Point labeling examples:
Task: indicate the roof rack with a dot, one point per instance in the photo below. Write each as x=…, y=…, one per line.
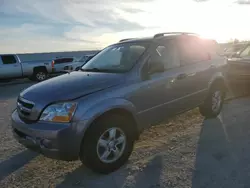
x=173, y=33
x=126, y=39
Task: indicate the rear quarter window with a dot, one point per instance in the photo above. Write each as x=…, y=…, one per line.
x=8, y=59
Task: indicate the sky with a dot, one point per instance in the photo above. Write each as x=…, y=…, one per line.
x=28, y=26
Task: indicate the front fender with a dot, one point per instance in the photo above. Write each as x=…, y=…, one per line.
x=93, y=112
x=106, y=105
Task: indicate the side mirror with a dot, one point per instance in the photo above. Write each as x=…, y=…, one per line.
x=155, y=67
x=235, y=55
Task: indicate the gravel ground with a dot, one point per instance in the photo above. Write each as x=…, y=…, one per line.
x=186, y=151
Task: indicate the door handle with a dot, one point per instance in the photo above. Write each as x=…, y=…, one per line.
x=181, y=76
x=212, y=66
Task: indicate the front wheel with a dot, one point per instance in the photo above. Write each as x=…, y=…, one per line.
x=108, y=144
x=213, y=104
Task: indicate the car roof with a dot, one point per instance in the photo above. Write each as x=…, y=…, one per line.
x=158, y=37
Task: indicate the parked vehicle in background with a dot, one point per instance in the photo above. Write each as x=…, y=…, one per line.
x=11, y=67
x=96, y=114
x=234, y=49
x=62, y=65
x=82, y=61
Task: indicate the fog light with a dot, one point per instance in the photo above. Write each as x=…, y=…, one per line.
x=46, y=143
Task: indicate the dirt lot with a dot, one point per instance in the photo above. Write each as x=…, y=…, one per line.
x=187, y=151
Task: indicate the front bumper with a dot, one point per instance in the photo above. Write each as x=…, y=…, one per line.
x=54, y=140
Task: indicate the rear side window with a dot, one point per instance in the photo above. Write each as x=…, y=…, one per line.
x=192, y=51
x=8, y=59
x=63, y=60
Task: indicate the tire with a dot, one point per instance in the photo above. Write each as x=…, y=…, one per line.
x=92, y=154
x=212, y=108
x=40, y=75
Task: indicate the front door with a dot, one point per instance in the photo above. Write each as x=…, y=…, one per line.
x=157, y=94
x=239, y=68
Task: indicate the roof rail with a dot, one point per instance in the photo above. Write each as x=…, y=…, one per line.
x=126, y=39
x=174, y=33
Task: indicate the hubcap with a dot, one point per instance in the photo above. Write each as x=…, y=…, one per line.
x=216, y=101
x=41, y=76
x=111, y=145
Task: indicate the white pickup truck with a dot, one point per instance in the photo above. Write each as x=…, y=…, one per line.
x=11, y=67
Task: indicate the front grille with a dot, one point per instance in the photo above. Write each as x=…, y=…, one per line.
x=24, y=107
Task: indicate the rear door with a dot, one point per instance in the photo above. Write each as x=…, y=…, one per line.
x=10, y=67
x=239, y=68
x=197, y=69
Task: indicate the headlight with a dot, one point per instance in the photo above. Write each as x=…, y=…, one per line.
x=60, y=112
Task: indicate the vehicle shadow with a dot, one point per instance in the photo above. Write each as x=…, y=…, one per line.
x=14, y=163
x=223, y=153
x=148, y=177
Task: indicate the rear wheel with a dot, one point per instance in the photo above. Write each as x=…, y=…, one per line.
x=214, y=101
x=108, y=144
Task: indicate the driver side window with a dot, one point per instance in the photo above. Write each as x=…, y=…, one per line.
x=246, y=52
x=164, y=56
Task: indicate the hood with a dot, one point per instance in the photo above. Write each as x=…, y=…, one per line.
x=70, y=86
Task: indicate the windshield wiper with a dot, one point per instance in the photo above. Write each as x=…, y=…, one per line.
x=91, y=70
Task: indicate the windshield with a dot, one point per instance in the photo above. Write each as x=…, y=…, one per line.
x=117, y=58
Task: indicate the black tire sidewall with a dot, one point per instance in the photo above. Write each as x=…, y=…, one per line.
x=88, y=154
x=206, y=109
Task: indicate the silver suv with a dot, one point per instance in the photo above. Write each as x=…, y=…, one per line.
x=98, y=112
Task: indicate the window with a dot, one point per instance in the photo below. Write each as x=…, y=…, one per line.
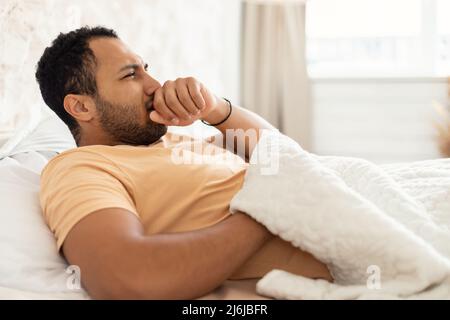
x=370, y=38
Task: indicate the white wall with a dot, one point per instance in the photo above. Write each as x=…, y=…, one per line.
x=178, y=38
x=383, y=120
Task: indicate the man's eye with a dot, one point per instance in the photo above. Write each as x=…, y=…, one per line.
x=131, y=74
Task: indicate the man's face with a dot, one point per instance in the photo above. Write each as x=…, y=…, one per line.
x=125, y=93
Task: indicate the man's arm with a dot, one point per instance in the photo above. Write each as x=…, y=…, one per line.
x=241, y=131
x=118, y=261
x=185, y=100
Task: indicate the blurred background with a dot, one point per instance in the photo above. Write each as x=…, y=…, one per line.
x=360, y=78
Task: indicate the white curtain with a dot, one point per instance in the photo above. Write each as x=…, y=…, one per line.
x=274, y=79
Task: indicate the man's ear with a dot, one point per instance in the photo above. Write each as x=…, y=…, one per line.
x=81, y=107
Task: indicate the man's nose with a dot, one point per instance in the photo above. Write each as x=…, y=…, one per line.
x=150, y=84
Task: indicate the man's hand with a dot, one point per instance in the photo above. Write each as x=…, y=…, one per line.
x=183, y=101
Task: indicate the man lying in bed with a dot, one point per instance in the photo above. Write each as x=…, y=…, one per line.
x=136, y=222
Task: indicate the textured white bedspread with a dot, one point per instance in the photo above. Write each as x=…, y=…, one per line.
x=383, y=231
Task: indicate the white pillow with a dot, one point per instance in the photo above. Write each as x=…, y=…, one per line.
x=29, y=259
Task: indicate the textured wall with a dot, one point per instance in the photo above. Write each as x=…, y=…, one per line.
x=176, y=37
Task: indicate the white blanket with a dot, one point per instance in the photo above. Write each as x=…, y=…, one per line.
x=383, y=231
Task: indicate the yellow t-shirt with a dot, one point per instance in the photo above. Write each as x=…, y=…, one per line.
x=176, y=184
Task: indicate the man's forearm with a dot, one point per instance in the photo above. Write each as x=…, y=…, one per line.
x=245, y=126
x=191, y=264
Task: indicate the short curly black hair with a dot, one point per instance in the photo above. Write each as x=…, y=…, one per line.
x=68, y=66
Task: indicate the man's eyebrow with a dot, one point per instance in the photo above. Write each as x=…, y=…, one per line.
x=129, y=66
x=132, y=66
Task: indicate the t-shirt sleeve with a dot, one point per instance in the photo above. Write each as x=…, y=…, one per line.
x=80, y=183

Given task
Return every line of the listing above verbatim, leaving out the picture placeholders.

Result of the exercise
Task: indicate the roof rack with a dot, one point per instance in the photo below. Write each as x=…, y=…, one per line.
x=173, y=33
x=126, y=39
Task: indicate the rear quarter window with a dot, one point per instance in the photo above. Write each as x=…, y=…, one per line.
x=8, y=59
Task: indicate the sky with a dot, one point per instance in the photo above. Write each as x=…, y=…, one per line.
x=28, y=26
Task: indicate the front fender with a dot, one point per instance in the photo above. Write each as x=…, y=…, one per line.
x=93, y=112
x=106, y=105
Task: indicate the side mirror with a dot, one point per instance in the photo above. Write each as x=…, y=…, one per line.
x=155, y=67
x=235, y=55
Task: indicate the gravel ground with a dot, one point per instance in the photo above. Write each as x=…, y=…, one per line.
x=186, y=151
Task: indicate the door handle with a dot, one point per instance in the photo above. Write each as x=…, y=…, one per line.
x=181, y=76
x=212, y=66
Task: indicate the front wheel with a dot, one point per instance in the photo above. Write each as x=…, y=…, one per line.
x=108, y=144
x=213, y=104
Task: indicate the car roof with a dot, one point per instance in the photo above. Write each as x=…, y=…, one per line.
x=158, y=37
Task: indicate the parked vehicle in background with a dot, one point per instance in the photo above. Write each as x=…, y=…, one per line.
x=11, y=67
x=96, y=114
x=234, y=49
x=62, y=65
x=82, y=61
Task: indicate the fog light with a dot, one point per instance in the photo above. Write each as x=…, y=…, one per line.
x=46, y=143
Task: indicate the dirt lot with a dot, one point per instance in the photo above. Write each as x=…, y=…, one per line.
x=187, y=151
Task: indicate the front bumper with a dot, one point per instance in the photo above. Write each as x=…, y=…, one per line.
x=54, y=140
Task: indicate the rear side window with a dot, one point per instance in the photo above. Write each as x=…, y=…, one per line.
x=192, y=51
x=8, y=59
x=63, y=60
Task: indicate the tire with a dot, one point per instance in the photo above. Write each as x=…, y=…, one per line.
x=92, y=154
x=212, y=108
x=40, y=75
Task: indicate the front door with a dot, one point per instance in the photo above. Write each as x=…, y=…, one per line.
x=157, y=94
x=239, y=68
Task: indicate the roof rail with a dot, one point per instance in the photo above. Write each as x=…, y=…, one per line.
x=126, y=39
x=174, y=33
Task: indicate the hubcap with a dot, one point per instance in the photo above. Write each as x=…, y=…, one per line.
x=216, y=101
x=41, y=76
x=111, y=145
Task: indicate the white pickup truck with a dot, one point per instance in the photo above. Write each as x=…, y=…, one per line.
x=11, y=67
Task: indicate the front grille with a dot, one point per instance in the photo above. Write each as x=…, y=…, one per line.
x=24, y=107
Task: indicate the rear door with a dot, one point per instance in the photo above. Write each as x=…, y=…, one per line.
x=10, y=67
x=239, y=68
x=197, y=69
Task: indicate the headlight with a dot, one point per instance in the photo above. Write each as x=…, y=…, one per line.
x=60, y=112
Task: indicate the vehicle shadow with a dot, one point per instance in the photo above. Write each as x=…, y=…, one per line.
x=14, y=163
x=223, y=153
x=148, y=177
Task: indicate the rear wheel with a dot, one point per instance in the photo above. Write each as x=…, y=…, one per line.
x=214, y=101
x=108, y=144
Task: indicate the driver side window with a dot, one point per instance in the photo above. Write each as x=…, y=…, one per line.
x=246, y=52
x=164, y=56
Task: indicate the hood with a dot, one point per instance in the photo above. Write each as x=…, y=…, one per line.
x=70, y=86
Task: indicate the windshield wiper with a dot, one point per instance in the photo above. Write each as x=…, y=…, one per line.
x=91, y=70
Task: indicate the windshield with a dot, one point per instance in the photo above. Write each as x=…, y=…, one per line.
x=117, y=58
Task: indicate the black tire sidewall with a dot, one point per instance in the photo above. Write each as x=…, y=…, one per line.
x=88, y=154
x=206, y=109
Task: indicate the silver suv with a dot, one point per instance in the photo above. Write each as x=…, y=…, one per line.
x=98, y=112
Task: indicate the window with a dot, one point per instance in the photo below. Write each as x=…, y=…, one per line.
x=370, y=38
Task: indicate the white wall with a dot, one point per instance in the photo above. Write each as x=…, y=…, one per line.
x=178, y=38
x=383, y=120
Task: indicate the man's eye with a dot, one point per instance in the photo above. Write each as x=…, y=…, one per line.
x=131, y=74
Task: indicate the man's face with a dot, one point per instance in the photo above. Write each as x=…, y=…, one per line.
x=125, y=93
Task: indicate the man's arm with a dot, one point per instance in the photo above. Write each as x=…, y=…, one per line.
x=241, y=131
x=118, y=261
x=185, y=100
Task: indicate the blurred background with a dot, one point per instance in the photo above. Write each as x=…, y=…, one per line.
x=360, y=78
Task: indicate the white curtain with a dot, one point per instance in the photo above. Write each as x=…, y=…, one per line.
x=274, y=79
Task: indicate the man's ear with a dot, one point per instance in the photo above. Write each as x=…, y=…, one per line.
x=81, y=107
Task: indicate the man's nose with a dot, one point per instance in the photo above. Write each as x=…, y=…, one per line.
x=150, y=84
Task: indicate the man's hand with a dot, one point per instance in the photo above. Write each as x=…, y=…, one per line.
x=183, y=101
Task: indicate the man lying in bed with a dot, one point per instance in the photo above. Write each as x=…, y=…, one per line.
x=136, y=222
Task: indicate the textured white bedspread with a dot, one point per instance in the photo above. Write each as x=…, y=…, one per line.
x=383, y=231
Task: indicate the white pillow with a dot, one point per instance in the photo above. Write each as x=…, y=…, one per line.
x=29, y=259
Task: indicate the textured wall with a dot, one point per instance in the photo above. Write each as x=…, y=…, one per line.
x=176, y=37
Task: indicate the white blanket with a dot, one point per instance in the photo above. Write each as x=…, y=…, one per line.
x=383, y=231
Task: indicate the yellow t-shirt with a dot, one point per instance in the photo above. Write each as x=…, y=…, one per line.
x=176, y=184
Task: indicate the man's forearm with a dot, one point per instance in the photo above. Write each as x=…, y=…, one per line.
x=245, y=126
x=191, y=264
Task: indicate the short curly black hair with a dot, one point per instance in the photo above. Write each as x=…, y=…, one per line.
x=68, y=66
Task: indicate the man's eyebrow with a dot, one point per instance in the photo above. Write each as x=…, y=…, one per line.
x=129, y=66
x=132, y=66
Task: indicate the t-shirt sleeve with a dot, one point per instance in the photo above. Write each as x=…, y=…, one per line.
x=80, y=183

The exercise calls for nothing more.